=== Required task ===
Continue the forum thread about Ducky keyboard LED brightness, picking up after its final post.

* BEGIN Passage given *

Looks like the RGB MX Blues on the Shine 6 are definitely better than older batches of RGB MX blues.
Comparing an iKBC F108 MX RGB blue with a Shine 6 RGB blue, the shine 6 just feels better, quieter and more consistent. Not only does it feel better, the bottom out sound feels quieter and dampened (like when comparing a YOTG MX RGB Brown with a Shine 4 or shine 3 MX Brown--the YOTG sounds almost like a silenced switch!).


----------



## lostpacket

Well, I have the same problem with dim LEDs on the Ducky TKL RGB. Just got it in and was disappointed how dim the LEDs are. I like blue, but blue is by far the dimmest color of them all. I think I will sell it and stick with my One that has just a single color.









One thing I am confused about is the keycaps. Both the One and the One TKL RGB should be using ABS double shot caps, but the TKL looks like they are PBT. What's up with that?

Shame about the LEDs, I was really psyched to get a RGB board.


----------



## Falkentyne

Make sure the ducky is set to USB 3 mode. Some of them are set to USB2 mode from the factory, making the LED's 50% dimmer than they should be. If it's the same as the shine 5, hold down right alt+space bar before plugging in the keyboard.

Also the new set of ducky keycaps let a lot less light through (the seamless keycaps that have been shipping block a lot of light).


----------



## lostpacket

I did try usb 3 mode and the lights were the same. I even swapped a few caps for my One blue and they had the same light value.


----------



## Falkentyne

Wait, did you just say USB3 mode is the same as USB2 mode? Or was the board already on USB3?
You can hold left alt+spacebar for USB2 mode (while inserting USB).

Sounds weird. Any chance you can take a picture with the blue light on with the keycaps on, and a second picture with the caps off ? (Just take them off a small group of the keys, like arrow keys and the cursor keys above it. I'd like to see it.

You just need a good exposure so it doesn't look overexposed.


----------



## Oxides

Are any more people able to test wether Shine 6 usb 2.0/3.0 power mode makes a difference in brightness, on usb 2.0 computer systems?
So far ive seen 2 postings saying it didnt (including mine) and one that it worked.

I really want to get this:


But, not if it is dim like the Ducky 6 SE I returned.


----------



## TheChankWhoGank

I feel like we expect too much for the brightness of the LEDS. FYI USB 3 and 2 mode did nothing on my TKL one RGB and same as my friends shine 6.

ANYWAYS I HAVE A QUESTION, if anyone here remembers the DUCKY SHINE 3 TUHAOJIN Limited edition gold metal plate top casing i need your help. So half of the LEDS on this board are bonks now so I'm wondering if theres another RGB Cherry mechnical Switch keyboard with the same PCB dimensions and USB placement as that one so I can swap it over. (the Casing of this keyboard sscreams quality and I want to reuse it on another board to make it look nicer, also I will be transferring my White Doubleshot PBT keycaps onto the new board too, and yes I know doing this will void the warranty of the new keyboard I chose to make the transplant)

* END Passage given *
* BEGIN Material *

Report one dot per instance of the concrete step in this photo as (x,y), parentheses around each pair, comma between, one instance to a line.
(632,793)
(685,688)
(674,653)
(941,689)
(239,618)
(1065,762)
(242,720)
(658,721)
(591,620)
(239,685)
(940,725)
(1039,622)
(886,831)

* END Material *

=== In response ===
Your help and feedback is greatly appreciated


----------



## Falkentyne

Quote:


> Originally Posted by *Oxides*
> 
> Are any more people able to test wether Shine 6 usb 2.0/3.0 power mode makes a difference in brightness, on usb 2.0 computer systems?
> So far ive seen 2 postings saying it didnt (including mine) and one that it worked.
> 
> I really want to get this:
> 
> 
> But, not if it is dim like the Ducky 6 SE I returned.


I'm using a USB 2.0 system right now, and my YOTG, Shine 5, Shine 6, and YOTM all are 30-40% dimmer in USB 2 mode than USB 3 mode.
The ONLY thing I can confirm is on the Shine 6, USB2 and USB3 mode are ignored when the keyboard is in "Active" LED Demo mode (where no scancodes are sent through USB, but all LED modes can be used, e.g. through a wall charger or AC Adapter). . Instead it uses a fixed mode "between" USB 2 and 3.

I can also confirm that on the YOTG and the Shine 5, USB2 and USB3 mode both worked in a **USB 1.0** motherboard (Abit BH6). I no longer have such a system to test the Shine 6.


----------



## Falkentyne

Quote:


> Originally Posted by *TheChankWhoGank*
> 
> I feel like we expect too much for the brightness of the LEDS. FYI USB 3 and 2 mode did nothing on my TKL one RGB and same as my friends shine 6.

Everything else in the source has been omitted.